→ **Enunciado a**:
Responde a estas perguntas sobre o texto acerca do papel dos adultos como modelos:
(i) Que adultos são apontados como exemplos de educadores não formais no contexto comunitário?
(ii) De que forma aprendem essencialmente as crianças e jovens?
(iii) Por quem é tolerada ou até justificada a atitude agressiva no desporto?

→ **Texto de origem**:
###
A aprendizagem destas estratégias fortalece as relações interpessoais, reduz conflitos e promove um ambiente mais colaborativo. No entanto, o sucesso da sua implementação depende diretamente do papel dos adultos como modelos de comportamento.

 




O Papel dos Adultos como Modelos

Os adultos desempenham um papel crucial na modelagem de comportamentos. No contexto comunitário, os educadores não formais desempenham um papel essencial. Treinadores desportivos, monitores de atividades extracurriculares e outros adultos com quem as crianças interagem regularmente contribuem significativamente para o desenvolvimento das suas competências socioemocionais, nomeadamente as habilidades relacionais.

Estes adultos servem de referência para crianças e jovens, influenciando a forma como estes lidam com emoções e interagem com os outros.

As crianças e jovens aprendem essencialmente pelo exemplo. Se um professor ou treinador comunica com respeito e empatia, os alunos tendem a reproduzir esse comportamento. Se, pelo contrário, a comunicação for agressiva, é essa abordagem que se normaliza.

Quando os adultos adotam práticas de comunicação respeitosa e incentivam um ambiente de apoio e cooperação, reforçam o desenvolvimento socioemocional das crianças e jovens, ajudando-os a consolidar aprendizagens feitas em casa e na escola.

Nas escolas, os professores são cada vez mais chamados a adotar estratégias de comunicação assertiva e não violenta. Um professor que humilhe ou desrespeite um aluno enfrenta rápidas e sérias repercussões. Os pais são cada vez menos tolerantes, exigem logo explicações sobre qualquer comportamento do professor, que eles considerem menos adequado. E bem! Mas porque é que esta mesma exigência não se aplica a outros contextos educativos, como o desporto?





Desporto e a Normalização da Agressividade

Nos campos e pavilhões, é comum ouvirmos treinadores a gritarem com os atletas, a insultá-los e, muitas vezes, a humilhá-los publicamente (mesmo à frente dos pais). Frases como "Estás a dormir?!", “Com esse peso todo, só podia dar nisso!”, "Não serves para nada!", “És um maricas…” ou "Se continuares assim, não chegas a lado nenhum!", juntamente com uma enxurrada de palavrões, fazem parte do vocabulário de muitos treinadores. Se estas palavras fossem ditas por um professor a um aluno dentro da sala de aula ou na escola, haveria uma queixa imediata por parte dos pais, que no dia seguinte estariam a pedir uma reunião com a Direção da escola (e  até mesmo na comunicação social). Paradoxalmente, no desporto esta atitude é muitas vezes encarada como parte natural da cultura desportiva, sendo tolerada ou até justificada por pais e dirigentes.
###
→ **Registos do conjunto**:
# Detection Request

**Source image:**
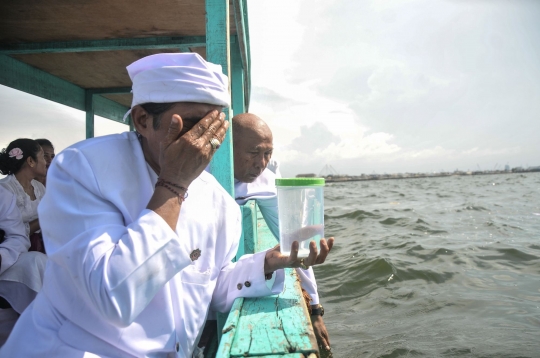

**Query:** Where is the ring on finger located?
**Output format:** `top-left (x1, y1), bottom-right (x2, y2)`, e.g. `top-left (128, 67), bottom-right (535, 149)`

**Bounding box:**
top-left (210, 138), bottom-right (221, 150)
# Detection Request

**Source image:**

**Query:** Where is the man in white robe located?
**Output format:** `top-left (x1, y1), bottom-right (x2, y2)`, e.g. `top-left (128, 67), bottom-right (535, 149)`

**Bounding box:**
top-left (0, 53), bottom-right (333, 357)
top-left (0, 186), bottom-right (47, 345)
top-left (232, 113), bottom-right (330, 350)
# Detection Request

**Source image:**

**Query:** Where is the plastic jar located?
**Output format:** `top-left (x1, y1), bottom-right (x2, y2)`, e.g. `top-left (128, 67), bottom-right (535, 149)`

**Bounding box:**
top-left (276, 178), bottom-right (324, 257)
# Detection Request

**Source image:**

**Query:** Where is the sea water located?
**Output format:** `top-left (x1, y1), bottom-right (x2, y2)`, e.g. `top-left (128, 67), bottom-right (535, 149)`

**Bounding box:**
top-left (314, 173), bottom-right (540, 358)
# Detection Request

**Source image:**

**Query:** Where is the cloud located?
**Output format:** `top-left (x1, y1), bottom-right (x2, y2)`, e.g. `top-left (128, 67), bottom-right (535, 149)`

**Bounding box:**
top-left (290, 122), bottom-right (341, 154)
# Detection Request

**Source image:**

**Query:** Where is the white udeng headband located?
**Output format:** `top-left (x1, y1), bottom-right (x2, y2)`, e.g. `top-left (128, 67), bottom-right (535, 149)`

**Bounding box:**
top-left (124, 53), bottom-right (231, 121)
###
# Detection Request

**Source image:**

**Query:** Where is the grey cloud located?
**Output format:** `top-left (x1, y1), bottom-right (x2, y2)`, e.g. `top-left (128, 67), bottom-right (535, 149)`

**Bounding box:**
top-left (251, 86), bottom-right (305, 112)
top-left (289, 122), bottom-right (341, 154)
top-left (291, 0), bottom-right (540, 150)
###
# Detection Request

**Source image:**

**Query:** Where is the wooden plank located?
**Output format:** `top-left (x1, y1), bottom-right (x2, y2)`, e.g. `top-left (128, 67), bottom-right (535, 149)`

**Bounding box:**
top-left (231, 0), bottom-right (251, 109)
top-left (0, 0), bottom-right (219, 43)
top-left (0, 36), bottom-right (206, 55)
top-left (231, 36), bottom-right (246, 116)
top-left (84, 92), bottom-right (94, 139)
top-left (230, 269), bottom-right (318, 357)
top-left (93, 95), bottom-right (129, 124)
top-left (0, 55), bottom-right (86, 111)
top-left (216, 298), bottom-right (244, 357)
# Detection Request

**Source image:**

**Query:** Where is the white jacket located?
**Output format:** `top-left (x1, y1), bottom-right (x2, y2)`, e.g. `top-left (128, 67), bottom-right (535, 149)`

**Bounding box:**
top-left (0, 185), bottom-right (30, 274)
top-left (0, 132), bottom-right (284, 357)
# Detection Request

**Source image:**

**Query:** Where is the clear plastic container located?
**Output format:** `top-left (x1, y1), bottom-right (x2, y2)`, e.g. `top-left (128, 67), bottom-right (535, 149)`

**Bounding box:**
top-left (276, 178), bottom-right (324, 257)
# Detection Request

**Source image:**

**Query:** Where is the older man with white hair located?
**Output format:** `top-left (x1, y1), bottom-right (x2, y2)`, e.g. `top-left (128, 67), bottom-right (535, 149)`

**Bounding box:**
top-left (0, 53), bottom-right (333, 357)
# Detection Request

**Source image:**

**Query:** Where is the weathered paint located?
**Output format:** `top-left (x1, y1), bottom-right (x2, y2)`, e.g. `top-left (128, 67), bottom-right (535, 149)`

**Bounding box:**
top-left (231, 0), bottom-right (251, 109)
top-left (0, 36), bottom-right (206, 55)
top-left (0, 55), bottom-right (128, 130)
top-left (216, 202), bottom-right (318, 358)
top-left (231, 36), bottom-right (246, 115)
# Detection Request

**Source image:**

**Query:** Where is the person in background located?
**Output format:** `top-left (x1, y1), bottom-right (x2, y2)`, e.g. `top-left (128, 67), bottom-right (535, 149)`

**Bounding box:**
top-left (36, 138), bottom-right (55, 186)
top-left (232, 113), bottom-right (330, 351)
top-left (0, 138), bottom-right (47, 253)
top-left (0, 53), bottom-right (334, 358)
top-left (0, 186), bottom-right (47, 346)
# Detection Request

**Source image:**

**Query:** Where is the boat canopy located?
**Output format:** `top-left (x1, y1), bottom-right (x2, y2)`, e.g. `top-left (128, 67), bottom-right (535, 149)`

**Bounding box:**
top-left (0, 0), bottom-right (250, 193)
###
→ **Enunciado b**: Filtra os registos e copia todas as linhas que contenham a palavra "white", respeitando maiúsculas e minúsculas.

→ **Resposta completa a**:
(i) Treinadores desportivos, monitores de atividades extracurriculares e outros adultos com quem as crianças interagem regularmente.
(ii) Pelo exemplo.
(iii) Por pais e dirigentes.

→ **Resposta completa b**:
**Query:** Where is the man in white robe located?
**Query:** Where is the white udeng headband located?
**Query:** Where is the white jacket located?
**Query:** Where is the older man with white hair located?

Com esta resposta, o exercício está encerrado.